**Aufgabenstellung**
Welche Funktion hat Alexander Bodmann laut dem Quellenauszug?

Caritas und Ärzte ohne Grenzen: Gaza vor gefährlichem Kipppunkt
Die Caritas und Ärzte ohne Grenzen (MSF) haben davor gewarnt, dass die humanitäre Lage in Gaza "kurz vor dem Kipppunkt" stehe. Wie die beiden österreichischen Hilfsorganisationen in einer gemeinsamen Aussendung am Donnerstag erklärten, würden die eintreffenden Hilfstransporte nicht ausreichen und die Zahl der Todesfälle durch Hunger und schwere Mangelernährung täglich steigen. Zudem sei humanitäre Hilfe über Luftbrücken "gefährlich und nicht treffsicher". Ohne sofortigen Waffenstillstand und umfassende Hilfe über den Landweg, drohe aus dem Massenhunger ein Massensterben zu werden.
"Gaza steht am Rand des völligen Zusammenbruchs. Die Menschen brauchen jetzt Zugang zu Nahrung, Wasser, medizinischer Hilfe - nicht morgen, nicht irgendwann, sondern sofort", sagte Alexander Bodmann, Vizepräsident der Caritas Österreich, und forderte: "Die österreichische Bundesregierung muss sich öffentlich und unmissverständlich für einen sofortigen Waffenstillstand und ungehinderten humanitären Zugang einsetzen. Dazu zählt auch der Zugang zu Treibstoff, der für Klinikbetrieb, Wasseraufbereitung und Transporte unerlässlich ist." Weiters hielt Bodmann fest: "Auch die noch immer in Geiselhaft befindlichen Menschen müssen endlich freigelassen werden. Jeder Tag des Zögerns kostet Leben - auf allen Seiten. Österreichs Stimme zählt - in der EU ebenso wie im Sicherheitsrat der Vereinten Nationen."

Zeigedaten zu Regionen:
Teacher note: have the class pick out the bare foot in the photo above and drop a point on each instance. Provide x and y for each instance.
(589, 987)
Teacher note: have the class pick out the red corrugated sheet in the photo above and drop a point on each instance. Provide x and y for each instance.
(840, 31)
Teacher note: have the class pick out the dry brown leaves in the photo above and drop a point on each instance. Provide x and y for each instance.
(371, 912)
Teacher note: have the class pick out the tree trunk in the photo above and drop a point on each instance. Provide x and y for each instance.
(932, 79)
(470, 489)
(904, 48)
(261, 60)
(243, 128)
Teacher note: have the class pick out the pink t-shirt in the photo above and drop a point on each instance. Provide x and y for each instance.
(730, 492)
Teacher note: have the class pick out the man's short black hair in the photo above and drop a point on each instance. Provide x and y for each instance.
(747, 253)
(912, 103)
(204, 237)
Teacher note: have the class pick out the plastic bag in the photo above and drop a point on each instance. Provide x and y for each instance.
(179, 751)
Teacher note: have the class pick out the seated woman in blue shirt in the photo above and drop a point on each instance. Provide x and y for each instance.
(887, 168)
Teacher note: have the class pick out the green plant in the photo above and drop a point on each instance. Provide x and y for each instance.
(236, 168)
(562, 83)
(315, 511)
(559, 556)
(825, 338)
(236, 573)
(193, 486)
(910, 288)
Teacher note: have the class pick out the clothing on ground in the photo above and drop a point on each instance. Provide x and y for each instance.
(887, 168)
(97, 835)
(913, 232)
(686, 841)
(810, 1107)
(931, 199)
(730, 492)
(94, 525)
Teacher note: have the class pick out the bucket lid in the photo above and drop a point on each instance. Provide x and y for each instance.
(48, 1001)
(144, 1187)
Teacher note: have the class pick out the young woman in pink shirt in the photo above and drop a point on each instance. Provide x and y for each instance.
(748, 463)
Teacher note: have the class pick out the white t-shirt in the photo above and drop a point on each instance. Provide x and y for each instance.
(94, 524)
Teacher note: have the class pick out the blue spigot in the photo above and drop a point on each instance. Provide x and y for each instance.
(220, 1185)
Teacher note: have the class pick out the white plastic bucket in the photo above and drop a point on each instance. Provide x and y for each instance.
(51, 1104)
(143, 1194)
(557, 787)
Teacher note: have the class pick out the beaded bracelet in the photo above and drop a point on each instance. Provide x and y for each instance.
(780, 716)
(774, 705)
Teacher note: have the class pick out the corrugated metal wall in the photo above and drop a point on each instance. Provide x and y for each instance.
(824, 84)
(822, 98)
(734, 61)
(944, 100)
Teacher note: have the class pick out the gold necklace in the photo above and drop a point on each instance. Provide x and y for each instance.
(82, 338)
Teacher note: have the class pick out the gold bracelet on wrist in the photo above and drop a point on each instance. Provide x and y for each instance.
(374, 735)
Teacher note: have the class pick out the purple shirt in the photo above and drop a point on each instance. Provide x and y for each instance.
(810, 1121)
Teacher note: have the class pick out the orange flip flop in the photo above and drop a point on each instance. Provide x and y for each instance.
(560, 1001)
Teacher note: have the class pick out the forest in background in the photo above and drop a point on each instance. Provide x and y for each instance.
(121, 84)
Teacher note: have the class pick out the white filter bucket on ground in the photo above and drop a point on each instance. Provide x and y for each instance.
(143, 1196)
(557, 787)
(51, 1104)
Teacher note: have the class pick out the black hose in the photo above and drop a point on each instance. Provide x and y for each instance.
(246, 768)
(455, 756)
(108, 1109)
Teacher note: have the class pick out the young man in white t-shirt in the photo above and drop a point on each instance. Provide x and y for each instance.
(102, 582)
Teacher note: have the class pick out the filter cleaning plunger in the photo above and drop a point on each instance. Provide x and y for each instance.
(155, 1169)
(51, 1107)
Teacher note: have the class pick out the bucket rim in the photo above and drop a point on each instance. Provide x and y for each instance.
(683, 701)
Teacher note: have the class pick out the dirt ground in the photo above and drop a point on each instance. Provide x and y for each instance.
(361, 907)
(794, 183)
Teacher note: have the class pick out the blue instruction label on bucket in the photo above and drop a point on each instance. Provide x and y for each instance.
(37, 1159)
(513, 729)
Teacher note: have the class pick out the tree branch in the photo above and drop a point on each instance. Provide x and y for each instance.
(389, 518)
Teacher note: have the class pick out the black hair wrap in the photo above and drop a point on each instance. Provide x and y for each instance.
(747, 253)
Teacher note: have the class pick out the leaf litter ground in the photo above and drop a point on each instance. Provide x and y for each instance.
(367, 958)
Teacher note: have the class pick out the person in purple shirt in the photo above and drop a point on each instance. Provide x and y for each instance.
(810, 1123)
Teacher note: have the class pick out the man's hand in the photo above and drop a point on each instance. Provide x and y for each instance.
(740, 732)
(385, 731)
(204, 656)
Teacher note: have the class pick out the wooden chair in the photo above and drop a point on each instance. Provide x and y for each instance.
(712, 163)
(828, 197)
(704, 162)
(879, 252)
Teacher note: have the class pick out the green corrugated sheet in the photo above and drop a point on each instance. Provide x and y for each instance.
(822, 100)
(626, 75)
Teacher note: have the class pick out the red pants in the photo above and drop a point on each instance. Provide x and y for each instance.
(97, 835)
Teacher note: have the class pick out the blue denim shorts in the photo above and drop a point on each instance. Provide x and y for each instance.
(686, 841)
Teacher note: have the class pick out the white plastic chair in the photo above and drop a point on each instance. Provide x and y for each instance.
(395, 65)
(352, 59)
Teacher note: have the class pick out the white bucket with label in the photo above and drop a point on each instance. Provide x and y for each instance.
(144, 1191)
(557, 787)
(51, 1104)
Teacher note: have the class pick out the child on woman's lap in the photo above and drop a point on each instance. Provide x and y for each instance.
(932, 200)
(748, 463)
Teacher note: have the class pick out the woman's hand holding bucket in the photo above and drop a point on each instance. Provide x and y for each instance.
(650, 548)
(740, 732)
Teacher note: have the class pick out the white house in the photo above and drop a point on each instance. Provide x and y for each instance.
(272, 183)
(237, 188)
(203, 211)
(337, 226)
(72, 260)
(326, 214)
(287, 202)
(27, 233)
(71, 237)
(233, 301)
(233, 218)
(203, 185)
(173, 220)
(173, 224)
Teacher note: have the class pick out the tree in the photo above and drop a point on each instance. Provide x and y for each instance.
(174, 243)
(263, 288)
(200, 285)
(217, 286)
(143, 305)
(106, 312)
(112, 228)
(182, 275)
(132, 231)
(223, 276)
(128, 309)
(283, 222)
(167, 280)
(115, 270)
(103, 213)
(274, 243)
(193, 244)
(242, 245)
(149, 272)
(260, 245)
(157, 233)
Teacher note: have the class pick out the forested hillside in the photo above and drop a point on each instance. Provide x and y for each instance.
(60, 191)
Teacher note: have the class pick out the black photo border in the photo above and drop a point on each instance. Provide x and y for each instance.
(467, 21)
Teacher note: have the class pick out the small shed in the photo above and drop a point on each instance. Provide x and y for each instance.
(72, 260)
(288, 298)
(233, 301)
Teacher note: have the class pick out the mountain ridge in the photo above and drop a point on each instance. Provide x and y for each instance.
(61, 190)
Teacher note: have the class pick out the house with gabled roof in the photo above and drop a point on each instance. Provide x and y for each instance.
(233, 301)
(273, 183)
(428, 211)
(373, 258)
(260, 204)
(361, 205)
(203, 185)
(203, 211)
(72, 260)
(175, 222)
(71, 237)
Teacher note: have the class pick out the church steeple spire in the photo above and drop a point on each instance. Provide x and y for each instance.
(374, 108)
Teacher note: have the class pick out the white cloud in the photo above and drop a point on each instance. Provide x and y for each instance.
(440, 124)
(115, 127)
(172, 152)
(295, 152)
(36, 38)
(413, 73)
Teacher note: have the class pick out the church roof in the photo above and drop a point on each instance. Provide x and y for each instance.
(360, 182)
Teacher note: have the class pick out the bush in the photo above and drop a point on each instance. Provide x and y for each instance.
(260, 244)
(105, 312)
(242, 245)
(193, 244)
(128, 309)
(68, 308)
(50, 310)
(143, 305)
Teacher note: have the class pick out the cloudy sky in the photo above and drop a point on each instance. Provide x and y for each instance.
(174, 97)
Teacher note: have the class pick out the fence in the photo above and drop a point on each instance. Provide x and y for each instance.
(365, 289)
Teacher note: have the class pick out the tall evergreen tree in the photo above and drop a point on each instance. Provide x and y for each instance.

**Antwortfeld**
Er ist Vizepräsident der Caritas Österreich.